Saved data entries.
───
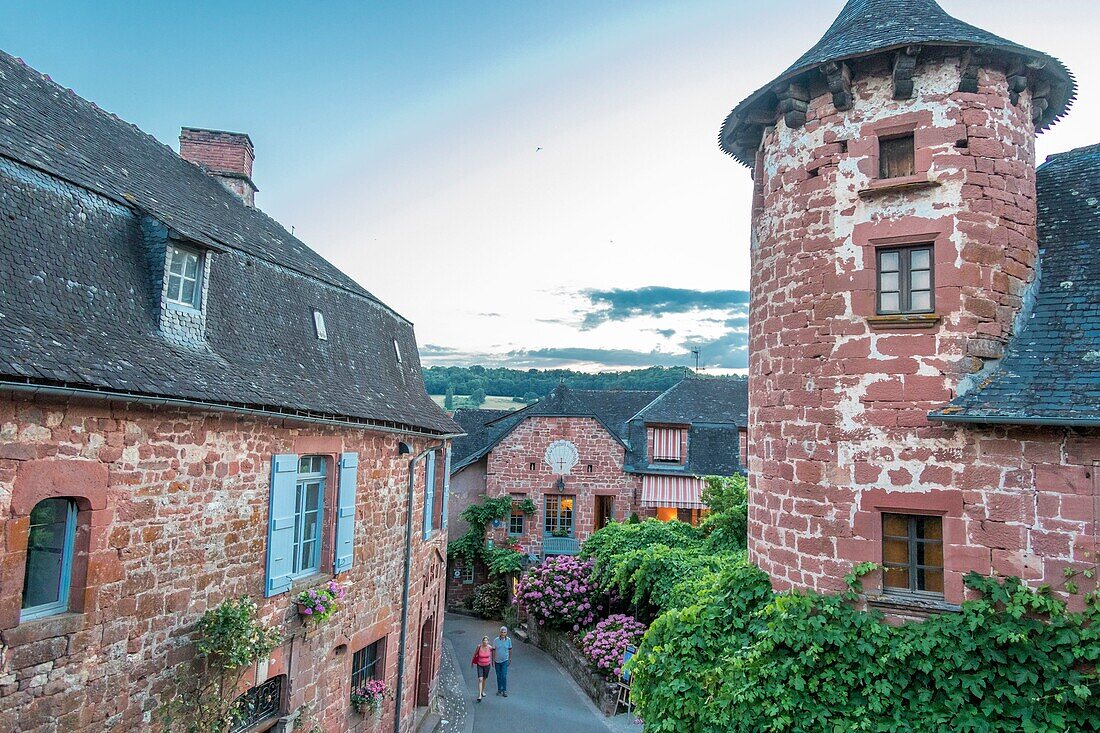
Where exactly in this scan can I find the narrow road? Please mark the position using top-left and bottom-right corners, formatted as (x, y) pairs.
(442, 613), (616, 733)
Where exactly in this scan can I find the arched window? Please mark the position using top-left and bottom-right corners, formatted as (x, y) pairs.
(21, 498), (77, 621)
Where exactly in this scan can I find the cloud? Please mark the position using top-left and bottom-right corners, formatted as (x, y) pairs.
(655, 328), (676, 338)
(419, 344), (700, 370)
(678, 330), (749, 369)
(478, 312), (502, 318)
(577, 286), (750, 328)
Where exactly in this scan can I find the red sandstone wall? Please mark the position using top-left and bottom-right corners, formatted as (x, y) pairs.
(0, 394), (447, 733)
(748, 54), (1099, 608)
(485, 416), (641, 554)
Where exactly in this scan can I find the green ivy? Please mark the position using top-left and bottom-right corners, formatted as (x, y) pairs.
(448, 494), (535, 577)
(631, 571), (1100, 732)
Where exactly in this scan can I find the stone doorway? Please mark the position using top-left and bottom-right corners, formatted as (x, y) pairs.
(595, 495), (614, 532)
(416, 614), (436, 707)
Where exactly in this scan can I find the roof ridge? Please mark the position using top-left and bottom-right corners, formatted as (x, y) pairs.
(1041, 141), (1100, 165)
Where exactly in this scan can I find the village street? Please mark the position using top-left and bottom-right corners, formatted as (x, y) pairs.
(439, 613), (639, 733)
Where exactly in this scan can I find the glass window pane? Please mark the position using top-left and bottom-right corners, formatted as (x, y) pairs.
(167, 274), (183, 301)
(169, 248), (186, 275)
(910, 270), (930, 290)
(302, 512), (319, 542)
(300, 540), (315, 572)
(910, 248), (931, 269)
(183, 253), (199, 279)
(917, 516), (942, 540)
(910, 290), (931, 311)
(882, 514), (908, 538)
(22, 499), (72, 610)
(879, 292), (900, 313)
(883, 566), (910, 590)
(181, 279), (196, 305)
(305, 482), (320, 511)
(918, 542), (943, 568)
(879, 272), (899, 292)
(883, 538), (910, 565)
(919, 569), (944, 593)
(880, 252), (899, 272)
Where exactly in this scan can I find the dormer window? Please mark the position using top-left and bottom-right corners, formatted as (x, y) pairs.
(166, 245), (203, 309)
(393, 339), (402, 363)
(650, 426), (685, 463)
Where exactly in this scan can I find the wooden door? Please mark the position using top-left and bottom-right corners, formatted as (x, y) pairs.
(416, 614), (435, 707)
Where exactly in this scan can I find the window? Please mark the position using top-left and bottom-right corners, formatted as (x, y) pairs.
(877, 245), (934, 314)
(166, 245), (203, 308)
(423, 451), (438, 539)
(461, 565), (475, 585)
(882, 513), (944, 596)
(508, 501), (525, 536)
(393, 340), (402, 363)
(229, 675), (284, 733)
(651, 427), (684, 463)
(351, 639), (385, 690)
(313, 310), (328, 340)
(528, 462), (537, 472)
(21, 498), (77, 621)
(544, 496), (574, 537)
(878, 134), (915, 179)
(293, 456), (325, 577)
(585, 464), (594, 474)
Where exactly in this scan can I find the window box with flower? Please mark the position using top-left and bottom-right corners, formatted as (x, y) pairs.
(350, 679), (387, 715)
(293, 580), (345, 625)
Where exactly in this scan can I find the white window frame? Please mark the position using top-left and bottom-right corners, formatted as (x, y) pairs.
(166, 245), (203, 309)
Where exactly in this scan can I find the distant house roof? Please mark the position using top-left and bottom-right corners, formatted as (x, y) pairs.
(632, 375), (748, 425)
(450, 408), (519, 469)
(719, 0), (1075, 164)
(451, 379), (749, 478)
(931, 143), (1100, 427)
(0, 50), (459, 435)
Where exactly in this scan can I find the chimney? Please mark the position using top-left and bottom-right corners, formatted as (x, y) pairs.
(179, 127), (258, 207)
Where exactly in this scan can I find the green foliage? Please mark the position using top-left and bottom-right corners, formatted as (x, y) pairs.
(699, 474), (747, 515)
(448, 495), (534, 576)
(469, 387), (486, 407)
(423, 365), (696, 401)
(443, 386), (454, 411)
(472, 579), (508, 619)
(163, 597), (282, 733)
(630, 572), (1100, 733)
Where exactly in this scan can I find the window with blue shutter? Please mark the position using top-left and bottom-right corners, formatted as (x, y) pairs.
(265, 454), (299, 596)
(422, 451), (436, 540)
(441, 447), (452, 530)
(334, 452), (358, 573)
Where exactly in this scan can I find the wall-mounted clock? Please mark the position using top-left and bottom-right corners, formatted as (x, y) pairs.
(544, 439), (580, 475)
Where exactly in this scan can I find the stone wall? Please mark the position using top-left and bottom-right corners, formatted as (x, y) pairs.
(748, 53), (1099, 609)
(0, 393), (448, 732)
(485, 416), (641, 555)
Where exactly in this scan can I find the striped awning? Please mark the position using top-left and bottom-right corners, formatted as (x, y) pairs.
(640, 474), (706, 509)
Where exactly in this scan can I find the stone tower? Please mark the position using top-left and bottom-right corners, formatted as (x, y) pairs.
(720, 0), (1079, 610)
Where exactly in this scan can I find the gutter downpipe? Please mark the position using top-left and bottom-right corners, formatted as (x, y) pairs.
(394, 440), (443, 733)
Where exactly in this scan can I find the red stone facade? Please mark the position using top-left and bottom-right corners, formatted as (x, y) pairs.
(0, 393), (448, 733)
(484, 417), (646, 555)
(747, 54), (1099, 609)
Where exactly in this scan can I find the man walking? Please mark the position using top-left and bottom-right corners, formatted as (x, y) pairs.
(492, 626), (513, 697)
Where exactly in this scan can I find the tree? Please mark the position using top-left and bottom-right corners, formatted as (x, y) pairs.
(443, 385), (454, 410)
(522, 390), (540, 403)
(469, 387), (486, 407)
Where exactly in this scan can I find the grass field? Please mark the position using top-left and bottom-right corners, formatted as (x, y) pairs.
(429, 394), (523, 411)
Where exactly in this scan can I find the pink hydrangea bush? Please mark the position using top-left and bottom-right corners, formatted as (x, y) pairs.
(578, 614), (647, 680)
(515, 556), (601, 629)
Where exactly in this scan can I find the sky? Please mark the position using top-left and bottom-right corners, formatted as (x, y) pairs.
(2, 1), (1098, 373)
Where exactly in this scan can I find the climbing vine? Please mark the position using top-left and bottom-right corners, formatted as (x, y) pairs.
(448, 495), (536, 576)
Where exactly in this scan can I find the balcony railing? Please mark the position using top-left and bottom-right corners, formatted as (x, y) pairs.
(543, 535), (580, 556)
(229, 675), (283, 733)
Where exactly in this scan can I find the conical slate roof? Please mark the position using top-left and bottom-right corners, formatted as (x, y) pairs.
(719, 0), (1076, 164)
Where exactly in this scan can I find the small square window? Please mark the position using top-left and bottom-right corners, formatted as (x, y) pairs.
(351, 639), (385, 690)
(877, 245), (934, 315)
(461, 565), (475, 584)
(166, 245), (203, 309)
(878, 134), (915, 179)
(882, 513), (944, 596)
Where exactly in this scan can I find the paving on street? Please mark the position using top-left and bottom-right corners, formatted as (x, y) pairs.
(441, 613), (641, 733)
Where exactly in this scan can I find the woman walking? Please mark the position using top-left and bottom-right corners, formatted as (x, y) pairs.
(471, 635), (493, 702)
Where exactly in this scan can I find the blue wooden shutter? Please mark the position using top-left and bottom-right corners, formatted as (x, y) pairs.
(441, 447), (452, 529)
(334, 452), (359, 573)
(265, 453), (298, 597)
(422, 451), (436, 540)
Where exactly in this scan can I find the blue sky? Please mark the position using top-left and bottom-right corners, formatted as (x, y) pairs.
(3, 1), (1098, 372)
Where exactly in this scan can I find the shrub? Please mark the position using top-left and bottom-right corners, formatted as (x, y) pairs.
(471, 580), (507, 619)
(578, 614), (647, 679)
(515, 555), (601, 630)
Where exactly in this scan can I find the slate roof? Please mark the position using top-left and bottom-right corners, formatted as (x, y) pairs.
(450, 408), (520, 469)
(487, 386), (662, 446)
(0, 50), (459, 435)
(931, 143), (1100, 427)
(719, 0), (1076, 164)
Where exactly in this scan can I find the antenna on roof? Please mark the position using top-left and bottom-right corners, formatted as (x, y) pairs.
(691, 349), (700, 373)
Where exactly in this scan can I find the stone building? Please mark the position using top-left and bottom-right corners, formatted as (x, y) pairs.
(719, 0), (1098, 615)
(0, 50), (460, 732)
(444, 378), (747, 602)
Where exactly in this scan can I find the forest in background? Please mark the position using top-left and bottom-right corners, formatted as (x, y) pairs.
(421, 365), (702, 403)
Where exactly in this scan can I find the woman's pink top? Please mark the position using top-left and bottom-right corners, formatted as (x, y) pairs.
(472, 647), (492, 666)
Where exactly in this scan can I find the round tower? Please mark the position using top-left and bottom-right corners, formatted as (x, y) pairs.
(720, 0), (1075, 604)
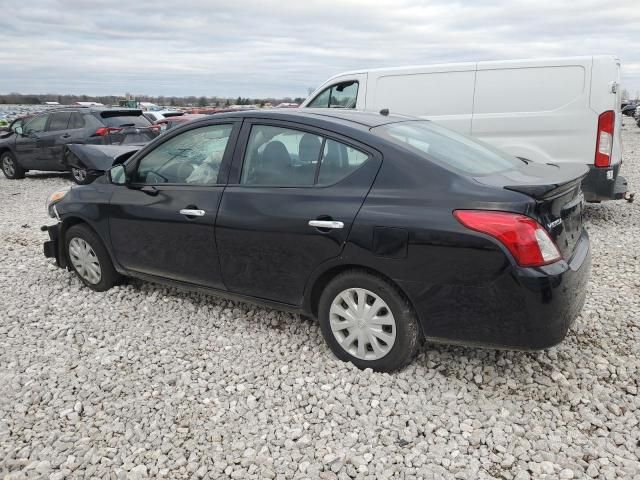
───
Problem to work on. The answer should consist only of the lines from the line with "Where exactly in this scan can I find the blue wooden" through the last line of the data, repeated exactly; pictures stay out.

Your response.
Where exactly in this scan can I find the blue wooden shutter? Please mark the position using top-left and bottom-right corners, formatted as (x, y) pairs.
(441, 447), (452, 529)
(334, 452), (359, 573)
(265, 453), (298, 597)
(422, 451), (436, 540)
Where exactly in this scan can I find the blue sky? Please mark the position using top-left and bottom-right corners, formatted as (x, y) pairs.
(3, 1), (1098, 372)
Where exactly in this scan can I find the shrub? Please mark the position using top-left and bottom-right corners, formatted as (x, y) pairs.
(471, 580), (507, 619)
(578, 614), (647, 679)
(515, 555), (601, 630)
Where exactly in this scan can I find the slate roof? Please mark the position using top-left and bottom-right corners, formatted as (x, y) pairs.
(450, 408), (520, 469)
(487, 386), (662, 446)
(0, 50), (459, 435)
(931, 143), (1100, 427)
(719, 0), (1076, 164)
Where exactly in this scan can I find the antenna on roof? Please mark the position using top-left and bottom-right corners, formatted as (x, y) pairs.
(691, 349), (700, 373)
Where exactly in this scan can I find the stone building? Please mark the position using top-left and bottom-right corners, formatted as (x, y) pairs.
(719, 0), (1098, 615)
(0, 50), (460, 732)
(444, 378), (747, 602)
Where exactly in this scan can I find the forest in background? Please mark the position using top-left and bottom-right corners, formatted as (x, y) pairs.
(421, 365), (702, 403)
Where exactly in this scan can I find the woman's pink top? Please mark the position using top-left and bottom-right corners, formatted as (x, y) pairs.
(472, 647), (492, 666)
Where exactly in this scan can I find the round tower? Please mark the position using top-left and bottom-right corners, formatted as (x, y) pairs.
(720, 0), (1075, 604)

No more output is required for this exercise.